Data listing
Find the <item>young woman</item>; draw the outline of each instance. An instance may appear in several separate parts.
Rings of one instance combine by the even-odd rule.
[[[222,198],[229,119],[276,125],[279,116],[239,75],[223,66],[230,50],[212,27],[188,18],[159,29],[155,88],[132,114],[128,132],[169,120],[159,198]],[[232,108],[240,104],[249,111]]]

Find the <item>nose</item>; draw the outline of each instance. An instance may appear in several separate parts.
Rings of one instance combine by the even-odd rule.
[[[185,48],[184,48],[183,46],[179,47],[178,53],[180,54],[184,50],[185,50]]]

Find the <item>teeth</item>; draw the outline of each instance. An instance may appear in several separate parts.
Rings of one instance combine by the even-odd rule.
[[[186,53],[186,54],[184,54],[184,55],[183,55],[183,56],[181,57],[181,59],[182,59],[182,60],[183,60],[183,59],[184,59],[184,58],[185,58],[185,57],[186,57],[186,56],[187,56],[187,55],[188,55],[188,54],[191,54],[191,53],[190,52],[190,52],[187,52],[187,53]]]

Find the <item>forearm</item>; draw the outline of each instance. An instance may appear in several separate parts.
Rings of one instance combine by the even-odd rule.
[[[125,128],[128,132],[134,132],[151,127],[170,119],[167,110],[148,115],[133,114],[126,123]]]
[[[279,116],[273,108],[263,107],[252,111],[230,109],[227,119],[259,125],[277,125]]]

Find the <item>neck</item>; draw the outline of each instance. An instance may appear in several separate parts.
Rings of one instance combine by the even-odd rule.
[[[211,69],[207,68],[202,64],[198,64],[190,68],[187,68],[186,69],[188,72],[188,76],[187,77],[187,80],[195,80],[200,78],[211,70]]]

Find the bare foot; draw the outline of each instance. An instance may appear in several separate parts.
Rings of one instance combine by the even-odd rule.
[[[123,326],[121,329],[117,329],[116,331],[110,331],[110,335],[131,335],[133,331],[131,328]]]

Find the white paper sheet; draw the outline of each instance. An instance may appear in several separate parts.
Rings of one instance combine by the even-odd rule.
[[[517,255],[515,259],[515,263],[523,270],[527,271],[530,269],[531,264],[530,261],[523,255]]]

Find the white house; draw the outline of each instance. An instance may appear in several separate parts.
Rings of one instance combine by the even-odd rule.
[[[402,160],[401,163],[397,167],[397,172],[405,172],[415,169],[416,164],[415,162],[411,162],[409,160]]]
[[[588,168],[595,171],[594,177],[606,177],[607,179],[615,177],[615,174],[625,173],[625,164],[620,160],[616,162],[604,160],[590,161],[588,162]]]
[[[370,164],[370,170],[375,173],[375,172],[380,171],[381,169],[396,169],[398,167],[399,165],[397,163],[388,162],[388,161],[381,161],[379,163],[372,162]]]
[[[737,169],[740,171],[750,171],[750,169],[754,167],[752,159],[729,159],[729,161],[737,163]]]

**EXERCISE OBJECTIVE:**
Reproduce the lines above verbatim, from the first line to the last.

**SOLUTION:**
Find the <item>young woman</item>; draw the outline of each instance. An instance may appear in several separate parts.
Rings of one instance combine by the even-odd rule.
[[[222,198],[229,119],[276,125],[279,116],[239,75],[223,66],[230,50],[212,27],[188,18],[159,29],[155,88],[132,114],[128,132],[169,120],[159,198]],[[232,108],[240,104],[249,111]]]

Find the <item>nose</item>; draw the outline of each instance. An instance may appear in several separate parts.
Rings of one instance combine by the even-odd rule.
[[[185,48],[184,48],[183,46],[179,47],[178,53],[180,54],[184,50],[185,50]]]

Find the <item>teeth</item>; draw the outline of each instance. An instance may appear in several separate parts.
Rings of one instance combine by the even-odd rule.
[[[186,53],[186,54],[184,54],[184,55],[183,55],[183,56],[181,57],[181,59],[182,59],[182,60],[183,60],[183,59],[184,59],[184,58],[185,58],[185,57],[186,57],[186,56],[187,56],[187,55],[188,55],[188,54],[191,54],[191,53],[190,52],[190,52],[187,52],[187,53]]]

Find the <item>forearm</item>; draw the outline of each instance. An instance may appear in several separate parts.
Rings of one instance combine by the even-odd rule.
[[[125,128],[128,132],[134,132],[151,127],[170,119],[167,110],[148,115],[133,114],[126,123]]]
[[[279,116],[273,108],[263,107],[252,111],[230,109],[227,119],[259,125],[277,125]]]

Find the <item>neck</item>; draw the outline of each instance. An instance may appear in several separate parts.
Rings of one instance combine by the even-odd rule.
[[[211,69],[207,68],[202,64],[198,64],[190,68],[187,68],[186,69],[188,72],[188,76],[187,77],[187,80],[195,80],[200,78],[211,70]]]

Find the bare foot; draw the outline of each instance. An instance may appear in several separate parts.
Rings of one instance combine by the even-odd rule.
[[[123,326],[121,329],[117,329],[116,331],[110,331],[110,335],[131,335],[133,331],[131,328]]]

Find the white paper sheet; draw the outline of each instance. An instance may appear in several separate parts.
Rings of one instance combine by the even-odd rule.
[[[517,255],[515,259],[515,263],[523,270],[527,271],[530,269],[531,264],[530,261],[523,255]]]

Find the white house; draw the outline of each instance. An instance may appear in several separate parts.
Rings of one instance combine by the even-odd rule.
[[[402,160],[401,163],[397,167],[397,172],[405,172],[415,169],[416,164],[415,162],[411,162],[409,160]]]
[[[588,168],[595,171],[594,177],[606,177],[607,179],[615,177],[615,174],[625,173],[625,164],[620,160],[616,162],[604,160],[590,161],[588,162]]]
[[[370,164],[370,170],[375,173],[375,172],[380,171],[381,169],[396,169],[398,167],[399,165],[397,163],[388,162],[388,161],[381,161],[379,163],[372,162]]]
[[[737,169],[740,171],[750,171],[750,169],[754,167],[752,159],[729,159],[729,161],[737,163]]]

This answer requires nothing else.